WHAT YOU ARE ASKED TO DO
Set down, word for word, the line with "of the salt" and the lines after it through the final line of the data below, without pictures.

RECORDS FOR THE EXERCISE
*** Begin section ***

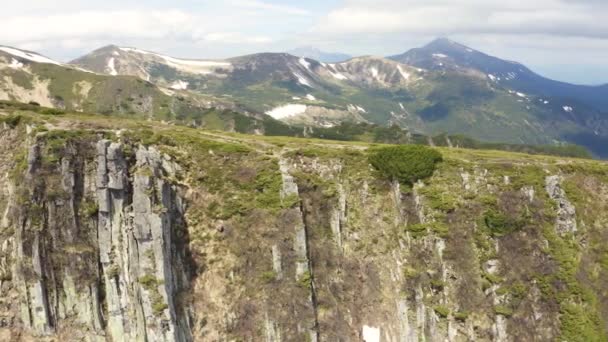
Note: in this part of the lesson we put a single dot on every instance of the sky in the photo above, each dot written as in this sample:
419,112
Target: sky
562,39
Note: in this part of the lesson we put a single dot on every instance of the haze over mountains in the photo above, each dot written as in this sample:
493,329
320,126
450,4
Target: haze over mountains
441,87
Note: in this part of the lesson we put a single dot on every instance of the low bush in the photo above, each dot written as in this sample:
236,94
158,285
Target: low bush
405,163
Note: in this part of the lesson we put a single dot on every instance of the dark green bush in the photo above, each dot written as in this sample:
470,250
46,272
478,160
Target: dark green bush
11,120
405,163
501,224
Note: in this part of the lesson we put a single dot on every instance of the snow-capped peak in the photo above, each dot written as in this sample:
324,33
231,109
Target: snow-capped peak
30,56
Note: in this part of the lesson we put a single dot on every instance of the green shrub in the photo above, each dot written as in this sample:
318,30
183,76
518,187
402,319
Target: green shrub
11,120
461,316
442,311
501,224
406,163
268,277
503,311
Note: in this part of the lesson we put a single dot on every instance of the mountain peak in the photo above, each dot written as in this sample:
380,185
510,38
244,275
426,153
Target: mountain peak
446,45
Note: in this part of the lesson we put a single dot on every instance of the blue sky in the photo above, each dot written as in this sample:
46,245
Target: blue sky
563,39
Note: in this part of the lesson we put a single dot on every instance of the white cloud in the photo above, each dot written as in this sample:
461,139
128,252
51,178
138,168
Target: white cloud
582,18
255,4
86,24
235,38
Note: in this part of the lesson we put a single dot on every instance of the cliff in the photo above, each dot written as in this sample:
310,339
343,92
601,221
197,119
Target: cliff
119,230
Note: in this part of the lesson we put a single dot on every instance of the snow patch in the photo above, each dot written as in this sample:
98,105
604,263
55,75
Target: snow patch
354,108
403,73
182,63
287,111
304,63
302,80
374,72
338,76
179,85
371,334
112,67
28,55
15,64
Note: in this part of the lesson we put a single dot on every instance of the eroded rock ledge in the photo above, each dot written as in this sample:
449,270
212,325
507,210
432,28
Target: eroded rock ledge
97,240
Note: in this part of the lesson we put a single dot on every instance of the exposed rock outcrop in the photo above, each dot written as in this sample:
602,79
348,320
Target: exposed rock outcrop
96,239
566,213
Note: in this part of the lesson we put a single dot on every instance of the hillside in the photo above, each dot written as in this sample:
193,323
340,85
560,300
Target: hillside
445,54
433,90
124,229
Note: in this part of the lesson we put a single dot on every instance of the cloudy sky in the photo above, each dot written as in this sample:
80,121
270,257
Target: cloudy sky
563,39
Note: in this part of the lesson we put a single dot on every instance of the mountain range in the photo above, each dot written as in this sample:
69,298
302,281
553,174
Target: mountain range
443,87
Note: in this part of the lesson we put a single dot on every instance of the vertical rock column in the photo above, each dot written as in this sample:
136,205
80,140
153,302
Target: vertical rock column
303,269
140,265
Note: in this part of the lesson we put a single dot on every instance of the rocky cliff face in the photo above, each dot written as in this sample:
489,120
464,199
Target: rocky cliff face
224,238
94,244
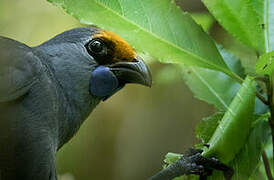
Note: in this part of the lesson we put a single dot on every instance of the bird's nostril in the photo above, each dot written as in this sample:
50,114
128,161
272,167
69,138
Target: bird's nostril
135,60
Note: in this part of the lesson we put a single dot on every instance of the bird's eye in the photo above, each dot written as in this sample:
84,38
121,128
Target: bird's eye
96,46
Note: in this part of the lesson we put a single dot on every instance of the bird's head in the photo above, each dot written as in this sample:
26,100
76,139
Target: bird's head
94,59
116,64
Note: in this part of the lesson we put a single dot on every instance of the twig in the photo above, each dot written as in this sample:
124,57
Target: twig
262,98
266,166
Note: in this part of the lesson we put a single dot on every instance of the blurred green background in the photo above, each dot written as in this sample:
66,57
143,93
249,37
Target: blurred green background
126,137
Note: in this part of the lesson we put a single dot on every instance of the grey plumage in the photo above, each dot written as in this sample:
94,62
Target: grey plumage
45,97
45,89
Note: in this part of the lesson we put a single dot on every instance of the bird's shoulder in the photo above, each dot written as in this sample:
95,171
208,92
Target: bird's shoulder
19,69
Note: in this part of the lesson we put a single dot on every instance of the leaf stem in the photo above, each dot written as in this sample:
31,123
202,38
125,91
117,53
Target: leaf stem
267,167
240,80
269,85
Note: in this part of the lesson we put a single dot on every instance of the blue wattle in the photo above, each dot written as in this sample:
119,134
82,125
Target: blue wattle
103,82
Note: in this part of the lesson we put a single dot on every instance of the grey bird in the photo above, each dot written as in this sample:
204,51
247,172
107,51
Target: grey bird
46,93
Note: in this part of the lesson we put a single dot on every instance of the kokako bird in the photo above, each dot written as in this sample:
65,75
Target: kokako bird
47,91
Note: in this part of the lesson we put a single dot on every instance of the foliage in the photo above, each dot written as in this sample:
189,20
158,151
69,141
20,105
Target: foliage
238,132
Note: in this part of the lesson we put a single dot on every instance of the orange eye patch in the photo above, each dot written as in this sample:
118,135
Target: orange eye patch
122,50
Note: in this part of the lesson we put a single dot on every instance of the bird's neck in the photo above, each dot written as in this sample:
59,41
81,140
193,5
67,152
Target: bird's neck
72,84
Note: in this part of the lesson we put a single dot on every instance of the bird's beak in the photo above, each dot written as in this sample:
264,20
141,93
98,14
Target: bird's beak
132,72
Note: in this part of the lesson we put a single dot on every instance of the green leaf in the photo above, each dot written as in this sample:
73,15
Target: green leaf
265,64
234,127
157,27
247,160
240,19
265,11
212,86
203,19
207,127
171,158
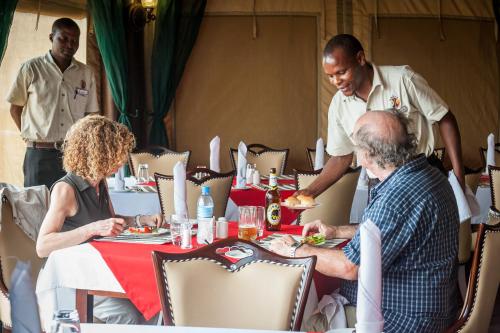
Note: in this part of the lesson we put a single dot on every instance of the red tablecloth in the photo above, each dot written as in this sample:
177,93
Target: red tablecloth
132,265
257,197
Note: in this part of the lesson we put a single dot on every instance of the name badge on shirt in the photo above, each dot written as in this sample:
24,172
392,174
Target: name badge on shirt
81,92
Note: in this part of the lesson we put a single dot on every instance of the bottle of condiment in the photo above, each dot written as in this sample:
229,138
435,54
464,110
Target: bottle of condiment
273,207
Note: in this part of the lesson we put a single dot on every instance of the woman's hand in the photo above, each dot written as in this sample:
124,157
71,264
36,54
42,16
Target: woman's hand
155,220
109,227
318,227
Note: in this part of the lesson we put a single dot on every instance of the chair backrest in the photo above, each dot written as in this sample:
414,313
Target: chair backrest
260,291
311,156
335,202
158,159
482,152
263,157
483,283
14,245
220,188
465,233
440,153
494,173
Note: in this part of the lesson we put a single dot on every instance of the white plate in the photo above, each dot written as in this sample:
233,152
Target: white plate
284,204
159,232
238,254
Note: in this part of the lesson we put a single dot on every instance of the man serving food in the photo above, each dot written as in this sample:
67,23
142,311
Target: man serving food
414,207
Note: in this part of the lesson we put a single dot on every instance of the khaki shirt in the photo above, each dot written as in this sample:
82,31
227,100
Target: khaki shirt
52,100
394,87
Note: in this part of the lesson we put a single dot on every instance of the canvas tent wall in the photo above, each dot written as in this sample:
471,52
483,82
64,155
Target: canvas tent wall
269,87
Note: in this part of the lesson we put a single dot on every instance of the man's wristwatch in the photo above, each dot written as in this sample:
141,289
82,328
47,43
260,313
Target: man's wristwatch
294,247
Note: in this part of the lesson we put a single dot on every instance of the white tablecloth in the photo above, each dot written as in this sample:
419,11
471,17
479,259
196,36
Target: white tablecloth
102,328
82,267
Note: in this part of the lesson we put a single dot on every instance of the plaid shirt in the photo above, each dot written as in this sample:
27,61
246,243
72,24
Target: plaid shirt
416,212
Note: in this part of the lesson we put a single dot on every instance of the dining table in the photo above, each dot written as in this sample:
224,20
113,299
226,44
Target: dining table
73,275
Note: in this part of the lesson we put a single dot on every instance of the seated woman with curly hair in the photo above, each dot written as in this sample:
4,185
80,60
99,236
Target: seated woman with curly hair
80,208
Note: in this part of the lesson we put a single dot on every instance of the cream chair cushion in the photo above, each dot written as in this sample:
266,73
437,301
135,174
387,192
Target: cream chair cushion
14,245
335,202
220,189
487,285
251,298
265,161
163,164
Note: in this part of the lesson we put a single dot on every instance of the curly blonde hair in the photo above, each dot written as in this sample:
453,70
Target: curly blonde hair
96,146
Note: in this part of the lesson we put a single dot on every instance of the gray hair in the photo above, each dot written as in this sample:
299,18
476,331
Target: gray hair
388,150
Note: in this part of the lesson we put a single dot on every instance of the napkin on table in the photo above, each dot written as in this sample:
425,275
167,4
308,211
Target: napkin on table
241,165
319,159
180,205
23,303
369,302
214,154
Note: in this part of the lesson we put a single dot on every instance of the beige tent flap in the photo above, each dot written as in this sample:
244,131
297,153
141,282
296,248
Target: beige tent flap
462,69
261,90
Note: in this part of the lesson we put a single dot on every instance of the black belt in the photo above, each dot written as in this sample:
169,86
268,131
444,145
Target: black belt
44,145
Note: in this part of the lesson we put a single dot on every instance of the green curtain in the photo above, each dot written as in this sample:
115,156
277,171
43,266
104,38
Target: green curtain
7,9
111,38
176,28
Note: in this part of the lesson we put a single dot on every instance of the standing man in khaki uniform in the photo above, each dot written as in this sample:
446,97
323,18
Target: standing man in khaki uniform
49,95
363,87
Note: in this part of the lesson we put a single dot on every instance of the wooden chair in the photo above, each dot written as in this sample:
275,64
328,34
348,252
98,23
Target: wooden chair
440,153
263,157
483,283
494,173
159,159
220,188
14,244
203,288
335,202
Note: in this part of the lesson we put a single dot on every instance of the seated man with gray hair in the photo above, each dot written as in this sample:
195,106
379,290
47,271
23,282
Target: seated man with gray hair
414,207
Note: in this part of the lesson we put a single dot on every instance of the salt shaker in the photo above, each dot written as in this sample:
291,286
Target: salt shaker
221,228
256,177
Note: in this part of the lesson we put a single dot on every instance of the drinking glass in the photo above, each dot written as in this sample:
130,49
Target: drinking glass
247,228
65,321
260,220
142,173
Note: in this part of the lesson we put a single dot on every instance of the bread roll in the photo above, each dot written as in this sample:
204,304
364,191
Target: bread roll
305,200
292,201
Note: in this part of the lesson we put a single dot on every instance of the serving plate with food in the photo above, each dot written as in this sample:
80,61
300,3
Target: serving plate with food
145,231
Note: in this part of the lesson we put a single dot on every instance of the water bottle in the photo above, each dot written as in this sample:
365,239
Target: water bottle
205,212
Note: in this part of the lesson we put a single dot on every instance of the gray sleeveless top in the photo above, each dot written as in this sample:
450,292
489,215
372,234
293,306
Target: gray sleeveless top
91,207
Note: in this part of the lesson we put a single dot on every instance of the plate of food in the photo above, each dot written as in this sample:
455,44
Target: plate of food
145,231
300,202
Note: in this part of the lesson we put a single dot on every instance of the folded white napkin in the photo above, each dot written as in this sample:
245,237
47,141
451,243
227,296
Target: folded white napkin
369,302
180,205
214,154
319,159
363,178
242,165
23,303
490,153
332,306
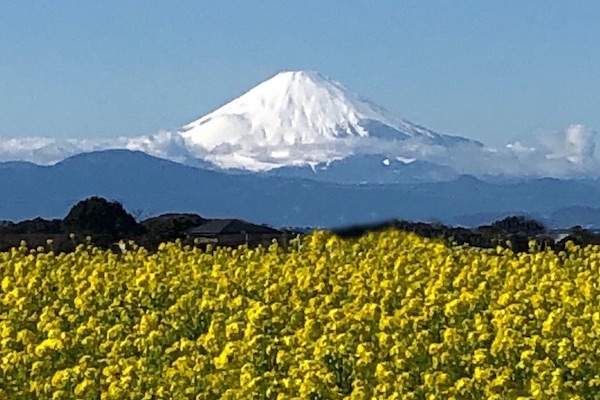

*** End section ***

RESULT OF THIS TASK
Note: in this part of the lesson we put a single dot on every instance of the salt shaker in the photo above, each dot written as in this sample:
291,286
Target: salt shaker
221,228
256,177
Note: in this part of the lesson we put a single dot on every instance of the drinking glass in the photo above, each dot written as in this sample:
130,49
Target: drinking glass
247,228
65,321
260,220
142,173
Note: in this part of the lesson we put a single dot on every instance of the bread roll in the photo above, each dot written as in this sample:
204,304
364,191
Target: bread roll
305,200
292,201
Note: in this part of the lesson we put a single dot on every instance of the serving plate with food in the photo above, each dot written as in this sample:
80,61
300,3
Target: serving plate with food
145,231
Note: in this part of the lesson we put a single dot on every instance of the water bottle in the photo above, each dot written as in this sample:
365,239
Target: water bottle
205,212
Note: in this part of the lesson we put a single dot on every instance of the gray sleeveless top in the photo above, each dot written as in this sample:
450,292
489,215
372,234
293,306
Target: gray sleeveless top
91,207
Note: in this part of the lesson we put a single dot on every instance of the plate of food in the photo above, each dot written as in this sample:
455,44
Target: plate of food
145,231
300,202
Note: in this part of the lesson we put a single dot on every instance of the folded white napkin in the photo above, each dot written as in this sample:
245,237
47,141
451,243
227,296
Target: folded white napkin
369,302
180,205
214,154
319,159
363,178
242,165
23,303
490,153
332,306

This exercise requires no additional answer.